Dataset records —
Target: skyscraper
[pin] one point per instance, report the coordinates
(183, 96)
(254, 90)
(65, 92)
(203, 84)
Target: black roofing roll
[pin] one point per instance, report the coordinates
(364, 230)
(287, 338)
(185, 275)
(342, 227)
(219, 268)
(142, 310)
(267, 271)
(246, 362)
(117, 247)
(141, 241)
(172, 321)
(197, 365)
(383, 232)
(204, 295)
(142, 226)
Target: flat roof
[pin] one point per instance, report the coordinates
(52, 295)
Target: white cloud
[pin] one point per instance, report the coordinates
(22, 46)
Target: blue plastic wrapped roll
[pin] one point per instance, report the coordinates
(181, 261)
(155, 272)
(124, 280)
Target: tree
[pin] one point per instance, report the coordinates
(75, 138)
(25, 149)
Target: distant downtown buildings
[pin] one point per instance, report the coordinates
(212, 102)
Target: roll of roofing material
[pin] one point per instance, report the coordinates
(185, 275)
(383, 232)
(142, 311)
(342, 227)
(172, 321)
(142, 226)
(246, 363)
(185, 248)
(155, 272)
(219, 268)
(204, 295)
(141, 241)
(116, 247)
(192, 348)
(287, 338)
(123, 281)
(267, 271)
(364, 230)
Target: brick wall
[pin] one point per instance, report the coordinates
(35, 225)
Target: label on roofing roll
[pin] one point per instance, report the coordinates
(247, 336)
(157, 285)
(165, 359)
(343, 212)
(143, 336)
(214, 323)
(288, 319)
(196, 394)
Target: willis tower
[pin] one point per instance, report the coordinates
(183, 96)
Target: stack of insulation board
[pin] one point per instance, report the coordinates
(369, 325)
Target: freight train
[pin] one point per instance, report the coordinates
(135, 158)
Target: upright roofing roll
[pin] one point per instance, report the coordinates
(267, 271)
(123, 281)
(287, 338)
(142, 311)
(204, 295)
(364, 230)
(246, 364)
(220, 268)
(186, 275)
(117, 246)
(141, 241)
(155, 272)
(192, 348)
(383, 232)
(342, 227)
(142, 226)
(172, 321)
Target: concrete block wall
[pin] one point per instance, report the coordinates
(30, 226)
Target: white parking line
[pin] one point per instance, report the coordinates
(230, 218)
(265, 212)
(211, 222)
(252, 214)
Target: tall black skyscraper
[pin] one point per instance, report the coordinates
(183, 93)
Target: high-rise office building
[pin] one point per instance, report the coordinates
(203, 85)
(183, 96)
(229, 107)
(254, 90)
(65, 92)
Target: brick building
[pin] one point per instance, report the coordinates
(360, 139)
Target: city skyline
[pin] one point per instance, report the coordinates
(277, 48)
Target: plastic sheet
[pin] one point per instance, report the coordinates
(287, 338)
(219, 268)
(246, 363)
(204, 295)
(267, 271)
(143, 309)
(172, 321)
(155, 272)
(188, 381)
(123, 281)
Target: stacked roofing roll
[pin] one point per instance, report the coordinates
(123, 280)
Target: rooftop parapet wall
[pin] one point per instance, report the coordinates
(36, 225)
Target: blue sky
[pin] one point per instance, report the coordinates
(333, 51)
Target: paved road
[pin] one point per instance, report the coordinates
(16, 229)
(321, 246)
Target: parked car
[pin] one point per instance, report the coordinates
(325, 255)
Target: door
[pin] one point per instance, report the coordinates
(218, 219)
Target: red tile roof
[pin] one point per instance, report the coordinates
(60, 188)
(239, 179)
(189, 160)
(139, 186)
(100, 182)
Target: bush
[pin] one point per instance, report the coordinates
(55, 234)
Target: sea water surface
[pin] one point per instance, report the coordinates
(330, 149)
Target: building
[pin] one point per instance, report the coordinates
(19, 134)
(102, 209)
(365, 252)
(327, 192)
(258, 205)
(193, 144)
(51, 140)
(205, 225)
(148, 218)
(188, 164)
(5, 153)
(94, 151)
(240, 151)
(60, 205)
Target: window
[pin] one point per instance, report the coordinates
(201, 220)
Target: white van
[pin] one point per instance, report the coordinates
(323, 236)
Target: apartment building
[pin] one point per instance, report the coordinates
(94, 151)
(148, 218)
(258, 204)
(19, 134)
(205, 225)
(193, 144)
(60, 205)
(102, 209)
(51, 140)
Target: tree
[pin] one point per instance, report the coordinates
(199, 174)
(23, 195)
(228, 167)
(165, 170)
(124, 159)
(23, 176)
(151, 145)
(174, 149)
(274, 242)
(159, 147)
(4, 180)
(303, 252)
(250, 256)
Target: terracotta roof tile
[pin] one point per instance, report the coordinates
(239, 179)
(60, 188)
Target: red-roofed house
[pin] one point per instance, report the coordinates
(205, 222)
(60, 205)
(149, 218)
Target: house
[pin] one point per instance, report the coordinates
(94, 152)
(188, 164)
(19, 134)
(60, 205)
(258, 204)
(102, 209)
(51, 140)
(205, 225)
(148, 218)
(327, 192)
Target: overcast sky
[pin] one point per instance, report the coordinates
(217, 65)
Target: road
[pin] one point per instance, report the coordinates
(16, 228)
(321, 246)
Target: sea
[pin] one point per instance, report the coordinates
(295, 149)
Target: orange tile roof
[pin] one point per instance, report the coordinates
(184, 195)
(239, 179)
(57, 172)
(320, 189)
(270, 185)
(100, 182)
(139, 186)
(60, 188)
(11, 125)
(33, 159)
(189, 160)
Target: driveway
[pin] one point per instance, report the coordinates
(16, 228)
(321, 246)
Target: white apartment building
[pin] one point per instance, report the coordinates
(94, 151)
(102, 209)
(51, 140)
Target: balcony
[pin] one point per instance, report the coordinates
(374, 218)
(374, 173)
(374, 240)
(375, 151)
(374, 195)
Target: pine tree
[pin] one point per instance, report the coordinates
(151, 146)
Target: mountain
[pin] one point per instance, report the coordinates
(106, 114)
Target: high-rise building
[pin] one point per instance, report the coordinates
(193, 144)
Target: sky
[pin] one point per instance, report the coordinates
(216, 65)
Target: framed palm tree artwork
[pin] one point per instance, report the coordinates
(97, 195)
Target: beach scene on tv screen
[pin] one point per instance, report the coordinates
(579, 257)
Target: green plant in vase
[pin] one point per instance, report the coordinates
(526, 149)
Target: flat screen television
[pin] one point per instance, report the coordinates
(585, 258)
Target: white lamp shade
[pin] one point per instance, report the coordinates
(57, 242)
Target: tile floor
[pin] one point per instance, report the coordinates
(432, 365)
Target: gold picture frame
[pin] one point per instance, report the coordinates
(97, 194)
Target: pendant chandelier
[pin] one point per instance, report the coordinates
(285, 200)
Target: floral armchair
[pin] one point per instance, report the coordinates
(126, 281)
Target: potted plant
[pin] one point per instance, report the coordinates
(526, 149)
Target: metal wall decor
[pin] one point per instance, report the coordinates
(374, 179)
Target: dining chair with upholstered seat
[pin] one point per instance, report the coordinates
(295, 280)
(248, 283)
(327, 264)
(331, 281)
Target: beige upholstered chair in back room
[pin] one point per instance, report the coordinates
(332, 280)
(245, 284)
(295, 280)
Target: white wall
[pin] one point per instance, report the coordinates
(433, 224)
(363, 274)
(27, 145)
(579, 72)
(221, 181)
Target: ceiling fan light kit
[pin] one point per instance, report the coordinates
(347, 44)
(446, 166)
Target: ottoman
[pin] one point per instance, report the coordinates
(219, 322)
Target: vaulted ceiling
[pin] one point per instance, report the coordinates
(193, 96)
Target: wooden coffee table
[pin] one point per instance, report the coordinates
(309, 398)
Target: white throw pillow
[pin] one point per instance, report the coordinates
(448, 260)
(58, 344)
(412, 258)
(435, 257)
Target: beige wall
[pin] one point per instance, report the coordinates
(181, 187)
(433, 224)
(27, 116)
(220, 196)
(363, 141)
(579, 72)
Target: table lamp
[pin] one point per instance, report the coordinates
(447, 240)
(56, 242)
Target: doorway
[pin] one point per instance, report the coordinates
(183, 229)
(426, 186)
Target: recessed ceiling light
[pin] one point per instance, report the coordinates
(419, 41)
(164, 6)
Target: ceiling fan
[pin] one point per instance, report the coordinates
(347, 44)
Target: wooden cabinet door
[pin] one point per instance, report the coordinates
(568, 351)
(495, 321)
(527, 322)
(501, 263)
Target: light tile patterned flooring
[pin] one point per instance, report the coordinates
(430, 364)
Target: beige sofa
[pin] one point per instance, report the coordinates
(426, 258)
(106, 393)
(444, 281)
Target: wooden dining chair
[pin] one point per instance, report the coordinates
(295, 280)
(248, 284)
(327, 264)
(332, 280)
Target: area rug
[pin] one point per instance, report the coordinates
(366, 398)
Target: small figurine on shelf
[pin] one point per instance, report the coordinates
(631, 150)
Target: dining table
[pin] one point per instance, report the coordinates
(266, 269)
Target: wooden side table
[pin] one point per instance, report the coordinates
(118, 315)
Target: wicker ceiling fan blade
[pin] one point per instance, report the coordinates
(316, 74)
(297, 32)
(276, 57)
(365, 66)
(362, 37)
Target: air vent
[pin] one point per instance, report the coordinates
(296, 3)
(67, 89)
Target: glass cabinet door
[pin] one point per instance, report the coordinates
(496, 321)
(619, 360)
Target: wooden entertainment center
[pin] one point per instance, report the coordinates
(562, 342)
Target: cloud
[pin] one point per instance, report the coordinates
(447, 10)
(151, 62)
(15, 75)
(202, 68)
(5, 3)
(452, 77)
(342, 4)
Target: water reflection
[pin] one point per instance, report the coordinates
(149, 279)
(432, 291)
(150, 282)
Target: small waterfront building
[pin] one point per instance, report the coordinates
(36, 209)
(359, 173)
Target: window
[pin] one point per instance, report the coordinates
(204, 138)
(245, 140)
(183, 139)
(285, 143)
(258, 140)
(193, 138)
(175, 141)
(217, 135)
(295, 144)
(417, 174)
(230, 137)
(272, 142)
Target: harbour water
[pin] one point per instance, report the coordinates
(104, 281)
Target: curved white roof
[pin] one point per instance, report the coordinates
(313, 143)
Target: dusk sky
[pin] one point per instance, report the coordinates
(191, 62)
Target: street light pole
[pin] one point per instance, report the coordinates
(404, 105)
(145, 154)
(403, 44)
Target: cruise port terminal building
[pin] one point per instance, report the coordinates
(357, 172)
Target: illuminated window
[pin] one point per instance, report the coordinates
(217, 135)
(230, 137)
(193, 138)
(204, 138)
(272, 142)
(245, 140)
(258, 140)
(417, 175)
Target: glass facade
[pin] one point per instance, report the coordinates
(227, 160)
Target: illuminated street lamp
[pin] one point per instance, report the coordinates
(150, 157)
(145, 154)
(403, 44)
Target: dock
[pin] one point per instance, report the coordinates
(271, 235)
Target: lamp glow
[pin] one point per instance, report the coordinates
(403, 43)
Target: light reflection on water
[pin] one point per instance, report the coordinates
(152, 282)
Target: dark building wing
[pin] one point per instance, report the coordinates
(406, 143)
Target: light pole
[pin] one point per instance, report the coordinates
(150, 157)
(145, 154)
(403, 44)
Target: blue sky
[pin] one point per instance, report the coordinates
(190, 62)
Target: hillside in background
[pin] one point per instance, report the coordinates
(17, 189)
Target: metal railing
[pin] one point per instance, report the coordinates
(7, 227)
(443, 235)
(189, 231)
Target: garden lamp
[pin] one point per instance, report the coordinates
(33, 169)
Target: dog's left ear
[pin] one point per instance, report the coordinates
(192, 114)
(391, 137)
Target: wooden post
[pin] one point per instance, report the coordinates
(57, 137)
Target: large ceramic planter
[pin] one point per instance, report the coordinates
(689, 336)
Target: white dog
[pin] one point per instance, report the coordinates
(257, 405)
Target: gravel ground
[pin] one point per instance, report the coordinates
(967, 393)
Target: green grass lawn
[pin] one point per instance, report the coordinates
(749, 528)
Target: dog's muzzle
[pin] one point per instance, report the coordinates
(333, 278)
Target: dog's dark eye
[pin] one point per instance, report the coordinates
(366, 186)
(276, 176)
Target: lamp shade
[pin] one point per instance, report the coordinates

The problem — Scale everything above from the line containing "Target: gravel ground" down to the end of the records and rewrite those lines with the requests included. Multiply each point coordinate in the answers by 0.35 and round to the nearest whole number, with halves rounding up.

Expected output —
Target: gravel ground
[pin] one point per instance, report the coordinates
(338, 138)
Target: green grass lawn
[pin] one point per instance, report the coordinates
(262, 185)
Target: dog's muzzle
[pin] one point per instance, report the coordinates
(117, 97)
Target: dog's dark eye
[pin] one point per instance, report the coordinates
(128, 65)
(97, 62)
Target: lamp shade
[pin] one point per instance, report the coordinates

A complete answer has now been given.